To do
Repeat the whole listing below line for line, changing nothing.

Start of Extracted material

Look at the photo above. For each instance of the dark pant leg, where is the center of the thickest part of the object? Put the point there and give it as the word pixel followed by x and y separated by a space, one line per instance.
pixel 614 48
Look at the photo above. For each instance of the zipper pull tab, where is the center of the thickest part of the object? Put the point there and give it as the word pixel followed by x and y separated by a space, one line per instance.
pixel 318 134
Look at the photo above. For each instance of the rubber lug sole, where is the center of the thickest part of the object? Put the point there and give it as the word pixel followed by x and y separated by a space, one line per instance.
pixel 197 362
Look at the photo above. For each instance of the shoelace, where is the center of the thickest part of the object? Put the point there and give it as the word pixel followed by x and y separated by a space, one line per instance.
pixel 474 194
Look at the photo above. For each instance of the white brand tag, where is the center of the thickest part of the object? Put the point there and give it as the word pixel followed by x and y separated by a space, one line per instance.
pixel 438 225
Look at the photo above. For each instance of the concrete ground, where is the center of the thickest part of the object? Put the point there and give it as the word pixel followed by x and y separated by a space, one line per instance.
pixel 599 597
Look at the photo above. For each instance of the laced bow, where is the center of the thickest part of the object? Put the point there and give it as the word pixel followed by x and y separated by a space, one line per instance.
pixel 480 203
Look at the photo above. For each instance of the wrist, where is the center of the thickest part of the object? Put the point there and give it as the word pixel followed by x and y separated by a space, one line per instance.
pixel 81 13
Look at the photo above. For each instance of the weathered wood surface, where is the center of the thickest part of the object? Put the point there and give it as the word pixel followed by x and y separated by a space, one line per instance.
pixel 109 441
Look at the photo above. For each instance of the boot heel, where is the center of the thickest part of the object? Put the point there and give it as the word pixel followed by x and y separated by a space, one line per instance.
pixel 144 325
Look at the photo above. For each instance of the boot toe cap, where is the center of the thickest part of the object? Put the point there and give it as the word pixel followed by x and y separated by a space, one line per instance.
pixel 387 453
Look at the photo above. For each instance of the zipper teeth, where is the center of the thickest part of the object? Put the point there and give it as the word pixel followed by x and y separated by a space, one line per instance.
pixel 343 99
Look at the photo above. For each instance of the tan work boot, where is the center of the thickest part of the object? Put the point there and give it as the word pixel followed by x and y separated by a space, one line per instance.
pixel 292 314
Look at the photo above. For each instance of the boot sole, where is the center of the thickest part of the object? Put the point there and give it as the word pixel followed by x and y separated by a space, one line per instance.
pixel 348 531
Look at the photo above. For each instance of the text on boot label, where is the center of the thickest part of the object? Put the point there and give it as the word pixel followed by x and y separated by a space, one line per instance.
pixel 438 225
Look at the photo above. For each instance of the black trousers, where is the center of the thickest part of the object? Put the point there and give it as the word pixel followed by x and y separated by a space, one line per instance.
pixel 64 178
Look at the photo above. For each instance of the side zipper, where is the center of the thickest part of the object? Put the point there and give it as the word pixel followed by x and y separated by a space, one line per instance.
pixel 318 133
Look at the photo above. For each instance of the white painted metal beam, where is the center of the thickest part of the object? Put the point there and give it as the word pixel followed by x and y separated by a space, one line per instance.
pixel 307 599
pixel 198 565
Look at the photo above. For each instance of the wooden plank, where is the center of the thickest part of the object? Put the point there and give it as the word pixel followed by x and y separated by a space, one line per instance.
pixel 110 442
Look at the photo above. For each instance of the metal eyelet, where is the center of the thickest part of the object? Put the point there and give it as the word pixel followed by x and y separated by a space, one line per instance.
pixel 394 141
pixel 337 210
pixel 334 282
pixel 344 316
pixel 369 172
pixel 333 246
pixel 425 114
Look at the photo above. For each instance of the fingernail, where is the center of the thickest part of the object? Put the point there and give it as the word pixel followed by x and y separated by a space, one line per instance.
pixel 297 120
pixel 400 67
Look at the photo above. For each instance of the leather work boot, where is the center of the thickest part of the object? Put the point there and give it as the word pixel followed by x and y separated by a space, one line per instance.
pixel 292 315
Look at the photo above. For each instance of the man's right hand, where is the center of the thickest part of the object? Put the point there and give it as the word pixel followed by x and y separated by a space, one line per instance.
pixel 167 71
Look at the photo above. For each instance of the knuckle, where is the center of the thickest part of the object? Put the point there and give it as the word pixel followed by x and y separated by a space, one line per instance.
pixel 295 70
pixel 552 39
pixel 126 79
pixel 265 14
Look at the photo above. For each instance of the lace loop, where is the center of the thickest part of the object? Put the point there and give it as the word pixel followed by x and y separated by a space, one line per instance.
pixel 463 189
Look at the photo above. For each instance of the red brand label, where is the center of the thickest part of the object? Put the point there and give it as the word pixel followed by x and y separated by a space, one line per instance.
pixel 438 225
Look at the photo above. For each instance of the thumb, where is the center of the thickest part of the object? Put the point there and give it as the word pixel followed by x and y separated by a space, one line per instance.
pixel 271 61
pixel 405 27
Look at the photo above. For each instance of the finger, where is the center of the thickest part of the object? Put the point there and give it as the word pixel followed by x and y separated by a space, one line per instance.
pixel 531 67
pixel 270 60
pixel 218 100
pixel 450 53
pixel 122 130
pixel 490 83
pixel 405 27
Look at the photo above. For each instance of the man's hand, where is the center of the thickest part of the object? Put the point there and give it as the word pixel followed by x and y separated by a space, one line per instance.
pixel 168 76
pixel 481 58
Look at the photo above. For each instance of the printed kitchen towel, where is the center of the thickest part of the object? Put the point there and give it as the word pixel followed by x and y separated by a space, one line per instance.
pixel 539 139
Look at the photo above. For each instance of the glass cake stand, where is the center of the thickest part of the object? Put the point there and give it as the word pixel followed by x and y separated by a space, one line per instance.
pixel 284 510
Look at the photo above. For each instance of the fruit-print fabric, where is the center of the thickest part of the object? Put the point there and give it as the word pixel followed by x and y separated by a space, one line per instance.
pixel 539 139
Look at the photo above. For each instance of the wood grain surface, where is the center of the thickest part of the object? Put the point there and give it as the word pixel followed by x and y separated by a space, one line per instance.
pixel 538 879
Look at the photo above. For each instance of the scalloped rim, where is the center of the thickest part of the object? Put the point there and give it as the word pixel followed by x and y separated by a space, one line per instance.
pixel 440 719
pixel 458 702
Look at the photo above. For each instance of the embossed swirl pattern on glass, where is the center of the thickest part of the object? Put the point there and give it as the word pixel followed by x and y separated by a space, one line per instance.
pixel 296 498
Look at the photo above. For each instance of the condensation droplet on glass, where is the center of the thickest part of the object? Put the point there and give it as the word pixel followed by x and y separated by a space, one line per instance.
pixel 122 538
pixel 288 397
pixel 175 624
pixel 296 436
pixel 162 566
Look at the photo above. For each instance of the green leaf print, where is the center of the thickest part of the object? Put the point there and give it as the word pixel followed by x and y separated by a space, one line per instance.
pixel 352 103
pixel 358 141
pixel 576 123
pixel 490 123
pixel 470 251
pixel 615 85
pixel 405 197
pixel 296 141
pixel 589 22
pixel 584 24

End of Extracted material

Written response
Look at the photo above. For each instance of the dark pant leg, where is the center of the thickest part of the object? Put the point there and give it as the word pixel followed by x and y separated by a space, one line per instance.
pixel 614 48
Look at the photo above. For each instance of the zipper pull tab, where is the center of the thickest part of the object? Put the point there and give it as the word pixel followed by x and y separated by a space, one line per instance.
pixel 318 134
Look at the photo above. For each instance of the rubber lug sole, where is the center of the thickest part of the object? Put the point there and give it as the word pixel followed by x and y separated by a space, one line per instance.
pixel 197 362
Look at the photo above. For each instance of the shoelace, where is the center of the thickest part of the object? Put the point there and give it as the word pixel followed by x and y separated by a space, one line per instance.
pixel 474 194
Look at the photo above. For each instance of the white brand tag, where is the center of the thickest part of the object? Put the point there and give it as the word pixel followed by x and y separated by a space, one line per instance.
pixel 438 225
Look at the photo above. For each instance of the concrete ground, where is the center of the thickest part of the object? Put the point there and give it as the word pixel followed by x and y separated by a space, one line per instance.
pixel 599 597
Look at the photo above. For each instance of the laced bow, where is the center of the thickest part of the object? Put the point there and give it as the word pixel followed by x and y separated by a space, one line per instance.
pixel 480 203
Look at the photo above. For each instance of the wrist, where is the center of the thickest part of the object? Put the point there and give it as the word pixel followed by x and y separated by a space, one line per instance.
pixel 81 13
Look at the photo above. For each instance of the weathered wood surface, where is the center of the thickest part of the object? Put the point there and give it as the word pixel followed by x and y separated by a space, one line per instance.
pixel 109 441
Look at the photo above. For each instance of the boot heel, where is the center of the thickest part of the object? Put the point there and give it as the word pixel followed by x and y separated by a space, one line per instance.
pixel 144 325
Look at the photo above. For each instance of the boot toe cap, where is the center of the thickest part of the object? Put the point there and give it as the word pixel followed by x and y separated by a space, one line per instance.
pixel 387 453
Look at the photo above. For each instance of the zipper teeth, where is the center of the thickest part of the object? Put the point there and give it as the word pixel followed by x and y separated by a space, one line per instance.
pixel 343 99
Look at the photo above. For each instance of the tan work boot, where is the center of the thickest part of the object? Put the point there and give it as the word pixel followed by x and y separated by a space, one line per instance.
pixel 292 314
Look at the photo above. For each instance of the boot sole, where is the center of the thickest part of the object? Put the point there and give it as the word pixel followed by x and y separated by a space, one line per instance.
pixel 348 531
Look at the photo above. For each instance of the text on boot label, where is the center of the thickest part of the object? Put the point there and give it as the word pixel followed by x and y separated by a space, one line per instance.
pixel 438 225
Look at the photo above. For each instance of the black trousers, where is the center of the thickest part of the object? Put the point there and give it as the word pixel followed by x and y separated by a space, one line per instance.
pixel 64 178
Look at the photo above. For each instance of the side zipper, where is the center of the thickest part of the object? Put the point there and give it as the word pixel followed by x and y separated by a space, one line per instance.
pixel 318 133
Look at the photo above. For each instance of the white painted metal beam, where is the center of the thickest part of the object? Put the point there and give it as the word pixel followed by x and y separated by a space, one line per instance.
pixel 307 599
pixel 198 565
Look at the photo above. For each instance of the wooden plank, where is the center of the thickest part of the object? Put the point there and give it as the word pixel followed by x and y separated by a space, one line per instance.
pixel 110 442
Look at the photo above. For each instance of the metal eyelet, where is the center of the thickest part of the object? Put the point there and give it as the word pixel followed by x and y separated by a space, one line per instance.
pixel 394 141
pixel 337 210
pixel 334 282
pixel 344 316
pixel 369 172
pixel 333 246
pixel 425 114
Look at the photo above. For each instance of the fingernail, where is the center of the thickest part of the object? Put the point there and give it as the word pixel followed by x and y separated by a space, one line per instance.
pixel 297 120
pixel 400 67
Look at the photo above. For each instance of the leather work boot, where is the center of the thickest part of the object? Put the point there and give it as the word pixel followed by x and y separated by a space, one line per instance.
pixel 292 315
Look at the photo above. For each instance of the man's right hand, where is the center of the thickest part of the object? Put the point there and give it as the word pixel followed by x and y separated by a space, one line per instance.
pixel 167 71
Look at the photo above. For each instance of the knuckle, where is the center of the thickest part of the object? Put the point there and give it as the word pixel followed by x and y separated by a space, one line per instance.
pixel 295 70
pixel 552 39
pixel 126 79
pixel 265 14
Look at the photo above. For each instance of the lace loop, where is the center of the thickest part of the object? Put the point there and give it as the word pixel followed by x and y separated by a space, one line per instance.
pixel 463 189
Look at the photo above. For each instance of the red brand label, where is the center of the thickest part of the object? Put the point there and give it as the word pixel followed by x and y separated by a space, one line per instance.
pixel 438 225
Look at the photo above. For each instance of the thumb, where is the center of the thickest part of the object? Put the point there and give it as the word pixel followed by x and y separated by a space, one line per instance.
pixel 271 61
pixel 405 27
Look at the photo above. For each instance of the finger, where is the center of the thickest part of the object? Put the point there and give it as the word pixel followed by x and y separated by a space, one line per instance.
pixel 531 67
pixel 270 60
pixel 218 100
pixel 450 53
pixel 122 130
pixel 490 83
pixel 405 27
Look at the photo above. For each instance of the man's hand, where is the center of the thickest part of the object? Put the point there and give it as the word pixel followed by x and y separated by a space, one line per instance.
pixel 168 76
pixel 481 58
Look at the photo above. For each instance of the printed kitchen towel, where is the center of the thickest part of the object? Put the point there and give it as the word pixel followed by x and y separated by a space, one line per instance.
pixel 539 139
Look at the photo above. For each instance of the glass cake stand, where is the center of the thickest part of the object? Put the point there and give it as the word pixel followed by x and y separated by a space, one line per instance.
pixel 284 510
Look at the photo above. For each instance of the fruit-print fabric, where is the center of the thickest part of the object? Put the point there and give it as the word pixel followed by x and y separated by a space, one line per instance.
pixel 539 139
Look at the photo above. For each instance of the wood grain surface, where is the center of the thickest part of the object? Put the point there and give it as the word pixel followed by x and y separated by a space, one line per instance.
pixel 538 879
Look at the photo above. For each instance of the scalloped rim, where is the center of the thickest part of the object? Put the point there and give it as the word pixel followed by x and y separated by a space, one line per instance.
pixel 440 719
pixel 458 702
Look at the photo above. For each instance of the embossed swirl pattern on glass, where is the center of the thickest part of the object? Put the point there and give it as the word pixel followed by x and y separated by a space, one line per instance.
pixel 296 498
Look at the photo above. For each instance of the condensation droplet on glass, where is the center of the thickest part of the object? Put the point there and give it as the word pixel followed by x and y separated by a space, one line per instance.
pixel 122 538
pixel 288 397
pixel 175 624
pixel 296 436
pixel 162 566
Look at the photo above. For each instance of the green leaf print, where is the center of the thickest part of the object? Put the point there and give it as the word pixel followed by x and y separated by a space, one line per instance.
pixel 352 103
pixel 358 141
pixel 576 123
pixel 490 123
pixel 470 251
pixel 615 85
pixel 405 197
pixel 296 141
pixel 589 22
pixel 584 24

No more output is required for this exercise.